Письменное задание 1: Каково, согласно фрагменту о протопланетном диске, минимальное расстояние сближения объектов?

::::::::::

Описанное в предыдущей главе состояние протопланетного диска используется в качестве начальных условий в двух модельных случаях. В первом случае эволюция системы происходит без возмущений, и эта модель принимается в качестве референсной. Во втором случае в представленную систему вводится внешний возмущающий объект, массой ${{M}_{{{\text{int}}}}} = 0.5{\kern 1pt} {{M}_{ \odot }}$, который запускается на расстоянии 3000 а.е. от центральной звезды с радиальной и азимутальной скоростями ${{{v}}_{{\text{r}}}} = - 2.5$ км/с и ${{{v}}_{\phi }} = 0.2$ км/с. Отметим, что в силу используемого двумерного приближения пролет происходит в плоскости диска.

3.1. Вспышка вследствие первичного гравитационного возмущения

Внешнему объекту требуется 7.95 тыс. лет для того, чтобы достигнуть точки периастра. За это время внешний объект успевает посредством гравитации накопить вокруг себя вещество из остатков дозвездного облака, образовав некое подобие диска, несмотря на то, что полноценная аккреция на возмущающий объект в модели не введена. Минимальное расстояние, на которое сближаются объекты, составляет приблизительно 500 а.е. При этом в момент прохождения периастра не отмечается изменений в светимости звезды, поскольку возмущению в диске, вызванному гравитационным воздействием внешнего объекта, требуется время для того, чтобы достичь области аккреции. Повышение светимости центрального объекта, спровоцированное изменением темпа аккреции, вызванным возмущением от внешнего объекта, происходит на времени $t = 8.81$ kyr от момента его запуска. Таким образом, время, которое требуется первичному возмущению для прохождения по всему пространству диска, составляет порядка 860 лет. Светимость центрального объекта повышается в 2–2.5 раза. Несмотря на то, что это изменение приводит к локальному повышению температуры во внутреннем диске (на 100–200 К в самом внутреннем диске), светимость объекта остается далека от характерной для объектов типа FU Ориона, равной $30{\kern 1pt} - {\kern 1pt} 300{\kern 1pt} {{L}_{ \odot }}$ [17]. Таким образом, первичного возмущения, возникающего вследствие гравитационного воздействия внешнего объекта во время прохождения перицентра, недостаточно для увеличения темпа аккреции схожего со вспышкой фуора в представленном случае.

::::::::::

Письменное задание 2: Выведите все строки листинга, в которых есть строка "wheel", с учетом регистра.

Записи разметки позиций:
::::::::::

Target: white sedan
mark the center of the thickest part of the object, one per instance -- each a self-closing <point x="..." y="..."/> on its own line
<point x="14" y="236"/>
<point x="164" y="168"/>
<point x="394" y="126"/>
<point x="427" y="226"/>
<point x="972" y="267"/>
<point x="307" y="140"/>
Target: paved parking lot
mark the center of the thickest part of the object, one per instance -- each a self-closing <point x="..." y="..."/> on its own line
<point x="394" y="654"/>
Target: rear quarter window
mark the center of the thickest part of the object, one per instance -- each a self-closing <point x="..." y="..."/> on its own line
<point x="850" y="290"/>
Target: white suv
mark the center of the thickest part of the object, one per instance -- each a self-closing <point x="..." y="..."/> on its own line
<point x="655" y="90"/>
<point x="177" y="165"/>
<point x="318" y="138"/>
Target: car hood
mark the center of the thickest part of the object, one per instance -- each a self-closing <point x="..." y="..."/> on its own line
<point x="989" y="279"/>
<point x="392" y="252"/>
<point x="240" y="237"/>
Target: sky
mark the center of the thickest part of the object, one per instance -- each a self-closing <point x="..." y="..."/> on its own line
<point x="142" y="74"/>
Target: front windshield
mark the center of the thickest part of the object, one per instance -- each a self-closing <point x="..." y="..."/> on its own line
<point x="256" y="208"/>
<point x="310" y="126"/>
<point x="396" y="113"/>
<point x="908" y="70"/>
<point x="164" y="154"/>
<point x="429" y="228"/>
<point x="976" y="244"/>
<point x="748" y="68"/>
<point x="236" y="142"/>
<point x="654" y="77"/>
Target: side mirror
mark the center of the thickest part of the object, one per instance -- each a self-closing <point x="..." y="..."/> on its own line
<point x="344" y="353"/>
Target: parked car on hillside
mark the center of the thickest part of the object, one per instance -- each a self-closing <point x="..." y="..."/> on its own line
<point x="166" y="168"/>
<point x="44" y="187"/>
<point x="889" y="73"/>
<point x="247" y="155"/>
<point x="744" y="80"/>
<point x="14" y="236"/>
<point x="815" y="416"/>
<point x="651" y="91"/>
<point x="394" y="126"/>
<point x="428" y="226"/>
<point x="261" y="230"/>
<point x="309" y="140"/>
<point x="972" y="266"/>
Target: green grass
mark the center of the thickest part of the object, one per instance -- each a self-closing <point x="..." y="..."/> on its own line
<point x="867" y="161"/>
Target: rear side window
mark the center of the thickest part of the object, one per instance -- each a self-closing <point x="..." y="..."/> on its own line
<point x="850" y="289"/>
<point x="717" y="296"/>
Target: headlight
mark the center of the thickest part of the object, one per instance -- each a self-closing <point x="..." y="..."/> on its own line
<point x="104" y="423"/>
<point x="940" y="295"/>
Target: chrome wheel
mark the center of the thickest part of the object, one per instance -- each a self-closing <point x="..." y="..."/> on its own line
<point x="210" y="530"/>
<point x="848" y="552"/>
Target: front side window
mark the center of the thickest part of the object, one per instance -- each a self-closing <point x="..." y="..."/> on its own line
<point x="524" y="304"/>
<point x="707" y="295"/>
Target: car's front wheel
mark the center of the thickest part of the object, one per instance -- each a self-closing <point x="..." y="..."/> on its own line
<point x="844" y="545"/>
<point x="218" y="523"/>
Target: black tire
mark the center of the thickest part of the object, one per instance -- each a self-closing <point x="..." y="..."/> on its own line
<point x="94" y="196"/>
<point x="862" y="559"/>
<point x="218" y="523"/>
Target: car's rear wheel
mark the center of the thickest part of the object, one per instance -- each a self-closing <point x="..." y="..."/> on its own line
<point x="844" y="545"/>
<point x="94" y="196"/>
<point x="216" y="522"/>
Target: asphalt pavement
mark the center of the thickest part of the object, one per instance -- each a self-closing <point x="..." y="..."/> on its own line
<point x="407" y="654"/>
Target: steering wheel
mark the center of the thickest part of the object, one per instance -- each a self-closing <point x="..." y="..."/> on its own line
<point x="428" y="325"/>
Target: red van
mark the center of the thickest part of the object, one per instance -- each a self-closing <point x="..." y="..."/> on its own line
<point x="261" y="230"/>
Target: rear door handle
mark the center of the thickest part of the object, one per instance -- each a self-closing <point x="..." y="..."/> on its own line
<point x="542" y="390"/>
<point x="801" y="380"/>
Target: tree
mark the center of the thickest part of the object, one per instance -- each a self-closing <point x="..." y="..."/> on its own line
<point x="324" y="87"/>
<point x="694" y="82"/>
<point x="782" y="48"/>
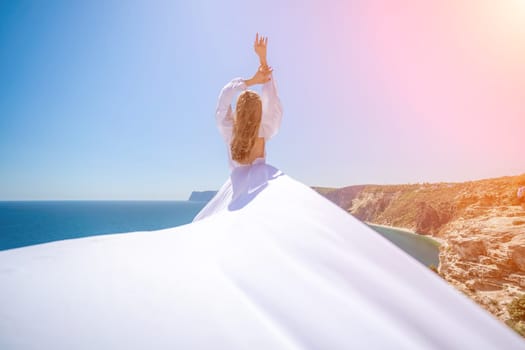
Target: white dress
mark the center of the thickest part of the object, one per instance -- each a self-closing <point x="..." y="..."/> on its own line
<point x="244" y="178"/>
<point x="277" y="266"/>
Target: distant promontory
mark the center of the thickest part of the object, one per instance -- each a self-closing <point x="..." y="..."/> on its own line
<point x="202" y="196"/>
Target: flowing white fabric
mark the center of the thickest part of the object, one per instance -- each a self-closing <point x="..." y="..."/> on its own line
<point x="273" y="265"/>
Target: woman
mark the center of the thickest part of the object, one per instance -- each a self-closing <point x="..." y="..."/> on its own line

::::::::::

Ожидаемый ответ 1: Приблизительно 500 а.е.

Ожидаемый ответ 2:
Target: chrome wheel
Target: car's front wheel
Target: car's rear wheel
Target: steering wheel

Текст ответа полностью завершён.